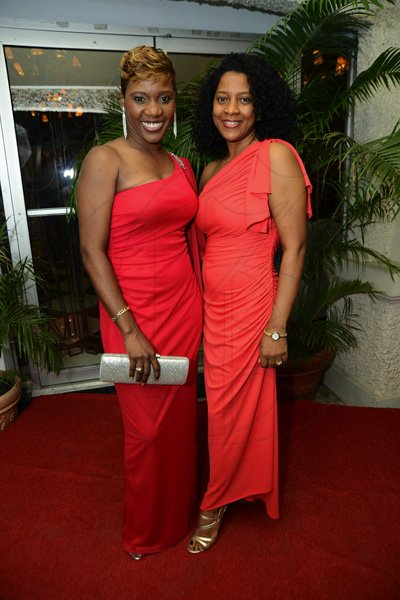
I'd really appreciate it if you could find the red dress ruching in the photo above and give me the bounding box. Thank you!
[196,140,311,518]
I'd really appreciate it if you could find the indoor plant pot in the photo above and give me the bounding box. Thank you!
[276,348,335,400]
[0,223,62,431]
[0,371,22,431]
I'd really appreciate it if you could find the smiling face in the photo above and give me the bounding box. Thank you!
[213,71,256,149]
[121,77,175,145]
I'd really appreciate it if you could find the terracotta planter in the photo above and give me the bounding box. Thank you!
[0,378,22,431]
[276,349,334,400]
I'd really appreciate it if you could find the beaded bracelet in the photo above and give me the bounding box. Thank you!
[111,306,131,323]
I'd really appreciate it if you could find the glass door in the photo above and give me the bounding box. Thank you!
[0,30,253,387]
[4,38,153,387]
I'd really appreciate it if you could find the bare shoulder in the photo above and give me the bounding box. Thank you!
[83,144,118,165]
[199,160,221,191]
[270,141,303,177]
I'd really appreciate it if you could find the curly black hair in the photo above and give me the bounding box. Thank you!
[193,53,296,158]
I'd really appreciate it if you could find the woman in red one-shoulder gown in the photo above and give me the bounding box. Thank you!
[78,47,202,559]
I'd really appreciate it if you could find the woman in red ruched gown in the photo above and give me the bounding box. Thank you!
[188,54,311,554]
[78,47,202,560]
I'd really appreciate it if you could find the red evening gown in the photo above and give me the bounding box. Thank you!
[196,140,311,519]
[100,159,202,554]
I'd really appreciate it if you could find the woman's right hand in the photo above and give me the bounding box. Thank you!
[124,331,160,384]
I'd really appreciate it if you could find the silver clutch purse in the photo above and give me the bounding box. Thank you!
[100,354,189,385]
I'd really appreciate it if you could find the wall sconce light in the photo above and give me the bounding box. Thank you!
[13,63,25,77]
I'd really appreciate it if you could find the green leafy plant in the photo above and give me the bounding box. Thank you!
[245,0,400,358]
[0,223,62,378]
[66,0,400,366]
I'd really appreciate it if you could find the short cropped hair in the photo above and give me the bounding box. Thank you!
[193,53,296,158]
[120,46,176,95]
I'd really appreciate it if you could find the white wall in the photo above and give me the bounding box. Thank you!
[0,0,277,34]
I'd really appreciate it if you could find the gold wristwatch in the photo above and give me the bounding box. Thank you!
[264,329,287,342]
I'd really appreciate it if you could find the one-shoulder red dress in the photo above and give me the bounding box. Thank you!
[100,159,202,554]
[196,140,311,518]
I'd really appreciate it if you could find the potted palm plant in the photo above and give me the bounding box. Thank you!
[171,0,400,397]
[0,223,62,431]
[249,0,400,397]
[72,0,400,397]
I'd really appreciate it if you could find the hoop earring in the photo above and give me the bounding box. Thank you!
[121,106,128,139]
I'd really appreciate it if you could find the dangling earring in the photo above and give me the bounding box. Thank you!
[121,106,128,139]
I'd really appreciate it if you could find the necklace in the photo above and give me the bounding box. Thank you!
[221,136,256,166]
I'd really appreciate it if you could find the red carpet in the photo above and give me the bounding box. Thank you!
[0,394,400,600]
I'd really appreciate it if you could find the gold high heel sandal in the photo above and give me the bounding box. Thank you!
[187,506,226,554]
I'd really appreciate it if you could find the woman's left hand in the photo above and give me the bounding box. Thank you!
[258,335,288,369]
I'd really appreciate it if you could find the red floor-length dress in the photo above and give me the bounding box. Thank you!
[100,155,202,553]
[196,140,311,518]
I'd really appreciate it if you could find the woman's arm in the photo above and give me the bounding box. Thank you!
[260,142,306,367]
[78,146,159,383]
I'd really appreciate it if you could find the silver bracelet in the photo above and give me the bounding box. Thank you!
[111,306,131,323]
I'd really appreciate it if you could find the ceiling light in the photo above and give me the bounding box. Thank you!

→ GIVEN INSTRUCTION
Rewrite all the lines above as a JSON list of strings, one string per line, with blank lines left out. Leave the pictures out of the list.

→ EXERCISE RESPONSE
[
  "I'd really appreciate it if you could find the red dress ruching in the photo above and give me the bounding box. Thank you!",
  "[196,140,311,518]",
  "I'd really appreciate it if you could find the indoor plant pot in the photo above and give me the bounding box. Thank you!",
  "[276,348,335,400]",
  "[0,223,62,431]",
  "[0,371,22,431]",
  "I'd really appreciate it if you could find the smiling face in the photo above and give me the bounding box. Thank you!",
  "[213,71,256,149]",
  "[121,77,175,145]",
  "I'd really appreciate it if you could find the terracotta planter in the photo above and give me the bounding box. Thank you!",
  "[0,378,22,431]",
  "[276,349,334,400]",
  "I'd really appreciate it if you could find the beaded bracelet in the photo above and give me the bounding box. Thank you!",
  "[111,306,131,323]",
  "I'd really appreciate it if you could find the glass door in the photo above and give me the bounding box. Thank you!",
  "[0,30,253,387]",
  "[4,38,153,387]",
  "I'd really appreciate it if you could find the bare shoulder in the photo above and give me the bounding box. Thank you!",
  "[83,144,118,165]",
  "[199,160,221,191]",
  "[270,141,303,177]",
  "I'd really appreciate it if you could find the curly black hair in the photo above and give me the bounding box. Thank you!",
  "[193,53,296,158]",
  "I'd really appreciate it if you could find the woman in red one-shoulder gown in the photo above and give me the bounding box. Thank you!",
  "[78,47,202,559]",
  "I'd really appreciate it if you could find the woman in red ruched gown in the photo above and give me the bounding box. Thank you!",
  "[188,54,311,554]",
  "[78,47,202,560]",
  "I'd really appreciate it if you could find the red evening gown in the photo above and give me the bounding box. Thank you!",
  "[196,140,311,519]",
  "[100,159,202,554]",
  "I'd really appreciate it if you could find the woman's right hand in the photo above and give me the bounding box. Thank you!",
  "[124,331,160,384]",
  "I'd really appreciate it if you could find the silver clutch purse in the photo above and give me the bounding box. Thank you!",
  "[100,354,189,385]",
  "I'd really appreciate it if you could find the wall sconce light in the photo above and give me the bounding box. Thank you!",
  "[13,63,25,77]",
  "I'd really appreciate it if you could find the green leafy plant in the photo above and give me the bounding box. Thank you!",
  "[245,0,400,358]",
  "[0,223,62,378]",
  "[66,0,400,366]",
  "I'd really appreciate it if you could find the short cropped hair in the photo above and give me the bounding box. Thank you!",
  "[193,53,296,158]",
  "[120,46,176,95]",
  "I'd really appreciate it if you could find the white wall in the photo above and give me the bounding box. Thank you!",
  "[0,0,277,34]",
  "I'd really appreciate it if you could find the gold wristwatch in the photo above and give me the bounding box. Thank you!",
  "[264,329,287,342]",
  "I'd really appreciate it if you could find the one-shoulder red dress in the photo above and give me the bounding box. Thank you!",
  "[100,159,202,554]",
  "[196,140,311,518]",
  "I'd really appreciate it if you could find the potted palm plant in the photo above and give me the bounding box. Thank you!",
  "[171,0,400,397]",
  "[0,223,62,431]",
  "[249,0,400,397]",
  "[72,0,400,397]",
  "I'd really appreciate it if you could find the hoop earring in the photo above and give me the bounding box. Thank you!",
  "[121,106,128,139]",
  "I'd really appreciate it if you could find the dangling earring in the photo above and give me the bounding box. Thank you!",
  "[121,106,128,139]",
  "I'd really appreciate it if you could find the necklace in the photo above and give me the bounding box. Thank you!",
  "[221,136,256,166]",
  "I'd really appreciate it if you could find the red carpet in the photo above and give me the bounding box. Thank you!",
  "[0,394,400,600]",
  "I'd really appreciate it if you could find the gold high heel sandal in the photo above and give me the bounding box. Thank you!",
  "[187,506,226,554]",
  "I'd really appreciate it if you could find the woman's left hand in the photo above and give me the bounding box. Thank you!",
  "[258,335,288,369]",
  "I'd really appreciate it if you could find the red floor-length dress in the photo above and give me the bounding box. Thank you!",
  "[100,155,202,553]",
  "[196,140,311,518]",
  "I'd really appreciate it if you could find the woman's arm in the photo above and give me the bounding box. Thank you!",
  "[260,142,306,367]",
  "[78,146,159,383]",
  "I'd really appreciate it if you could find the silver bracelet in the photo above and give me the bounding box. Thank you!",
  "[111,306,131,323]",
  "I'd really appreciate it if you could find the ceiling light in the photo above and give me the bounding box. Thank you!"
]